Top of Provided information

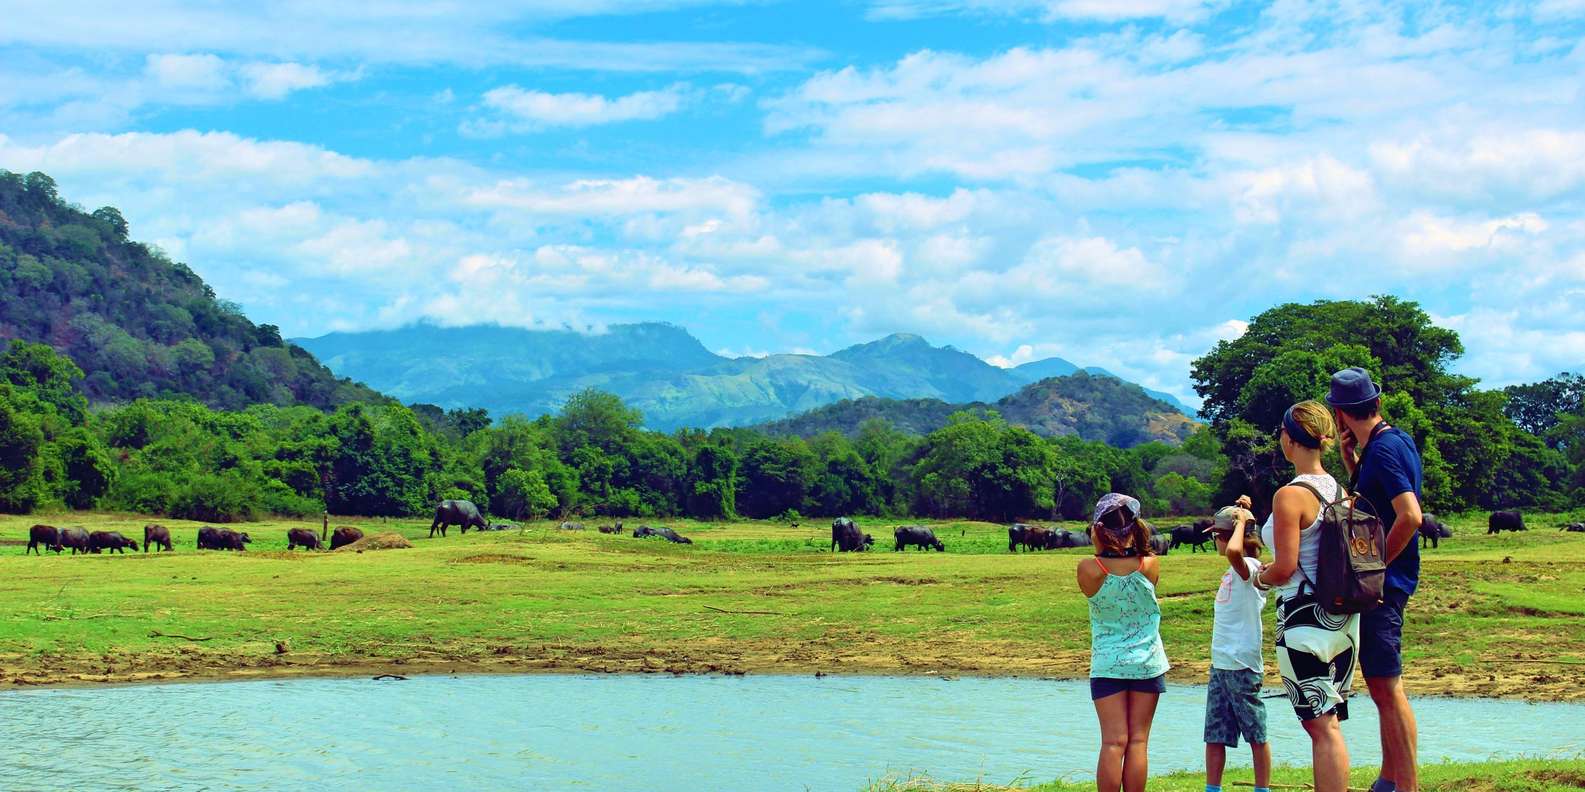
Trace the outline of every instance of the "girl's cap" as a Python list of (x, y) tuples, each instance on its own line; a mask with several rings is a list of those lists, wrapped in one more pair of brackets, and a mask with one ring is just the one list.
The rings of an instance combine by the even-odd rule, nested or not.
[(1117, 509), (1127, 509), (1129, 517), (1139, 516), (1139, 501), (1120, 492), (1108, 492), (1095, 502), (1095, 514), (1090, 517), (1090, 522), (1098, 523), (1108, 512)]

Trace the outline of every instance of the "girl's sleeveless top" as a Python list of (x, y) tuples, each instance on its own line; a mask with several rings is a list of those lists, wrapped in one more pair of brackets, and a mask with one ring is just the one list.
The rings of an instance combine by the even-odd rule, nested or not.
[[(1303, 473), (1293, 477), (1294, 481), (1303, 481), (1321, 491), (1329, 500), (1337, 500), (1342, 495), (1342, 487), (1338, 486), (1337, 479), (1326, 473)], [(1305, 490), (1310, 495), (1309, 490)], [(1313, 497), (1313, 496), (1312, 496)], [(1275, 543), (1277, 529), (1272, 522), (1275, 515), (1266, 517), (1266, 524), (1260, 526), (1260, 541), (1270, 549), (1273, 558), (1277, 556)], [(1299, 584), (1305, 581), (1315, 581), (1315, 565), (1321, 557), (1321, 516), (1315, 516), (1315, 522), (1310, 527), (1299, 531), (1299, 571), (1288, 578), (1288, 582), (1277, 587), (1278, 599), (1290, 599), (1299, 593)]]
[[(1102, 562), (1105, 569), (1105, 562)], [(1106, 575), (1090, 597), (1090, 676), (1151, 679), (1167, 673), (1156, 587), (1139, 572)]]

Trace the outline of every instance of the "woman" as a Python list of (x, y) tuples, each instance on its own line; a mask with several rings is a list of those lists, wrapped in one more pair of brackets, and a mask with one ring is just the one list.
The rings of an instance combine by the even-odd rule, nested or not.
[(1143, 792), (1156, 701), (1166, 690), (1167, 653), (1156, 602), (1160, 560), (1139, 501), (1110, 493), (1090, 521), (1095, 557), (1079, 562), (1079, 590), (1090, 600), (1090, 698), (1101, 721), (1095, 786)]
[(1255, 575), (1257, 587), (1277, 590), (1277, 667), (1293, 711), (1310, 735), (1316, 792), (1344, 792), (1348, 784), (1348, 746), (1339, 723), (1348, 719), (1359, 649), (1359, 616), (1322, 610), (1313, 583), (1322, 504), (1343, 494), (1321, 465), (1336, 437), (1332, 414), (1320, 402), (1299, 402), (1283, 414), (1277, 442), (1295, 476), (1272, 499), (1271, 516), (1260, 529), (1261, 540), (1272, 548), (1272, 563)]

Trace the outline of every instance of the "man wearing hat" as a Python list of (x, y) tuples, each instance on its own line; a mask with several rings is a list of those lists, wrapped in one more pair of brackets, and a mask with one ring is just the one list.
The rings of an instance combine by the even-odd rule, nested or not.
[(1420, 450), (1414, 438), (1381, 419), (1381, 389), (1370, 372), (1347, 368), (1332, 375), (1326, 396), (1341, 427), (1338, 450), (1362, 496), (1360, 507), (1387, 531), (1387, 579), (1382, 604), (1360, 617), (1359, 665), (1381, 715), (1381, 776), (1371, 792), (1420, 788), (1414, 710), (1403, 693), (1403, 614), (1420, 581)]

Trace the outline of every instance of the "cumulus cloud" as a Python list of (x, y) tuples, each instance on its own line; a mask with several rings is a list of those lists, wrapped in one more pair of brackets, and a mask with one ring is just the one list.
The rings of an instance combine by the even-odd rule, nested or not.
[(259, 99), (281, 99), (293, 91), (329, 85), (333, 76), (318, 66), (301, 63), (247, 63), (241, 67), (248, 93)]
[(213, 91), (231, 84), (225, 61), (208, 54), (149, 55), (143, 70), (162, 88)]

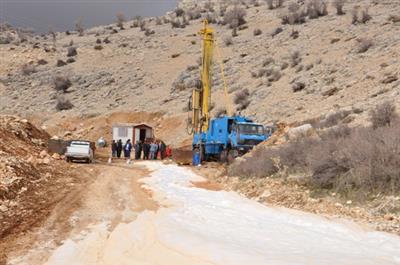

Bottom of Provided information

▸ **Try it**: Write out the whole listing exactly. Pictures stay out.

▸ **Solution for this task**:
Trace the outline of every instance of the "girl's cap" as a Python list of (x, y) tuples, each instance on its own line; a mask with several rings is a list of those lists, wrapped in one more pair of brackets, and a mask with one ring is just the one list.
The rings of an instance combine by the even-odd rule, nested or not.
[(1117, 509), (1127, 509), (1129, 517), (1139, 516), (1139, 501), (1120, 492), (1108, 492), (1095, 502), (1095, 514), (1090, 517), (1090, 522), (1098, 523), (1108, 512)]

Trace the outline of every instance of the "girl's sleeveless top" as a Python list of (x, y) tuples, each instance on its own line; a mask with several rings is a list of those lists, wrapped in one more pair of brackets, and a mask with one ring is just the one list.
The rings of an instance combine by the even-odd rule, nested or not.
[[(1303, 473), (1293, 477), (1294, 481), (1303, 481), (1321, 491), (1329, 500), (1337, 500), (1342, 495), (1342, 487), (1338, 486), (1337, 479), (1326, 473)], [(1305, 490), (1310, 495), (1309, 490)], [(1313, 497), (1313, 496), (1312, 496)], [(1275, 543), (1277, 529), (1272, 522), (1275, 515), (1266, 517), (1266, 524), (1260, 526), (1260, 541), (1270, 549), (1273, 558), (1277, 556)], [(1299, 584), (1305, 581), (1315, 581), (1315, 565), (1321, 557), (1321, 516), (1315, 516), (1315, 522), (1310, 527), (1299, 531), (1299, 571), (1288, 578), (1288, 582), (1277, 587), (1278, 599), (1290, 599), (1299, 593)]]
[[(1102, 562), (1105, 569), (1105, 562)], [(1106, 575), (1090, 597), (1090, 676), (1151, 679), (1167, 673), (1156, 587), (1139, 572)]]

Trace the outline of every instance of the "woman" as a Python list of (x, y) tuples, each instance on its own line; a mask with several rings is a list of those lists, wrapped in one more pair of brackets, and a mask with one ring is just the one list.
The rings of an instance combine by the even-odd rule, nested or not.
[(1143, 792), (1156, 701), (1166, 690), (1167, 653), (1156, 602), (1160, 560), (1139, 501), (1110, 493), (1090, 521), (1095, 557), (1079, 562), (1079, 590), (1090, 600), (1090, 698), (1101, 721), (1095, 786)]
[(1255, 575), (1257, 587), (1277, 590), (1277, 667), (1293, 711), (1310, 735), (1316, 792), (1344, 792), (1348, 784), (1348, 746), (1339, 723), (1348, 719), (1359, 649), (1359, 616), (1322, 610), (1313, 583), (1322, 504), (1343, 494), (1321, 465), (1336, 437), (1332, 414), (1320, 402), (1299, 402), (1283, 414), (1277, 442), (1295, 476), (1272, 499), (1271, 516), (1260, 529), (1261, 540), (1272, 548), (1272, 563)]

Trace the outline of every instance of the "man wearing hat" as a Python list of (x, y) tuples, each instance on its own line; a mask with several rings is a list of those lists, wrapped in one more pair of brackets, and a mask with one ring is just the one list.
The rings of an instance combine by the even-odd rule, nested or not.
[(1420, 450), (1414, 438), (1381, 419), (1381, 389), (1370, 372), (1347, 368), (1332, 375), (1326, 396), (1341, 427), (1338, 450), (1362, 496), (1360, 507), (1387, 531), (1387, 579), (1382, 604), (1360, 617), (1359, 665), (1381, 715), (1381, 776), (1371, 792), (1420, 788), (1414, 710), (1403, 693), (1403, 614), (1420, 581)]

Trace the outline of every instance of the "cumulus cloud" as a Python list of (x, y) tuples, each instance on its own line; a mask with several rings is a list of those lists, wrapped in one more pair of brackets, and a mask with one ring is just the one list.
The rings of an instance combine by the even-odd rule, nested or not.
[(259, 99), (281, 99), (293, 91), (329, 85), (333, 76), (318, 66), (301, 63), (247, 63), (241, 67), (248, 93)]
[(213, 91), (231, 84), (225, 61), (208, 54), (149, 55), (143, 70), (162, 88)]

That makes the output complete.